## [Text passage]

━━━━━━━━━━

Sunday, October 16, 2011

Doctor Dolittle's Post Office, by Hugh Lofting

My father was an upholsterer and a Baptist preacher.  In his role as an upholsterer, people sometimes gave him unwanted furniture, which he'd then either sell, or keep for our own use.  One of the most memorable pieces was a large, glass-fronted cabinet; a bookcase made of cherry wood with an old, dark, gummy finish.  It stood about five feet tall and six feet wide, and lived near the front of my father's shop, in his "office", which was just a front corner by one of the display windows, with a desk and a telephone.

Most importantly, when my father acquired this cabinet it still contained a residue of books.  There was a three-volume People's Cyclopedia of Universal  Knowledge.  There were the six volumes of The Century Dictionary.  There were novels, like The Romance of an Old-Fashioned Gentleman by F. Hopkinson Smith, and The Cardinal's Mistress by Benito Mussolini (!).  There was a large, coverless book of photographs of places in Switzerland and Italy, from around 1900.  (Each page was thick cardboard, and there was one large photograph per page.)

As I've mentioned elsewhere, there were few books in the houses I frequented as a child.  The books in this cabinet became my treasures.  I claimed them all; all except one volume of the Century Dictionary, which my father casually gave away to a curious visitor.  The loss still pains me.

One of the books in the cabinet was Doctor Dolittle's Post Office, by Hugh Lofting (which I mistakenly read as "High Lofting" for many years).  It became the first "real" book (not a "Little Golden Book" or some such) that I ever read all the way through.  I loved this book.  I loved it so much I wept when I was done with it, devastated by the thought that the book was over.

━━━━━━━━━━

## [Information shown]

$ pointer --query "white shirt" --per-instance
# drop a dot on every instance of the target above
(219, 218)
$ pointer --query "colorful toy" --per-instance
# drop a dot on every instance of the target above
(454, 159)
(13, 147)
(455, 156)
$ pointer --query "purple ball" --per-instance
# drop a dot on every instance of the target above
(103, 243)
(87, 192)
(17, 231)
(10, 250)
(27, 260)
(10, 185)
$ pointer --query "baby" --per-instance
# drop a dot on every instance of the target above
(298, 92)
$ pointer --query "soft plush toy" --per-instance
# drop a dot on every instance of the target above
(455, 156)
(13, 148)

━━━━━━━━━━

## [Activity 1]
Print the stretch of the Doctor Dolittle post from "Most importantly, when" through "photograph per page.)".
## [Activity 2]
According to the Doctor Dolittle post, how tall and how wide was the glass-fronted cabinet?
## [Activity 3]
Summarize the Doctor Dolittle post in two sentences.

## [Answer area 1]
Most importantly, when my father acquired this cabinet it still contained a residue of books.  There was a three-volume People's Cyclopedia of Universal  Knowledge.  There were the six volumes of The Century Dictionary.  There were novels, like The Romance of an Old-Fashioned Gentleman by F. Hopkinson Smith, and The Cardinal's Mistress by Benito Mussolini (!).  There was a large, coverless book of photographs of places in Switzerland and Italy, from around 1900.  (Each page was thick cardboard, and there was one large photograph per page.)

## [Answer area 2]
It stood about five feet tall and six feet wide.

## [Answer area 3]
The writer's father, an upholsterer and Baptist preacher, acquired a large cherry-wood bookcase that still held books, and the writer claimed them all as treasures except one volume of the Century Dictionary that the father gave away. Among them was Doctor Dolittle's Post Office by Hugh Lofting, the first "real" book the writer read all the way through, and the writer loved it so much as to weep on finishing it.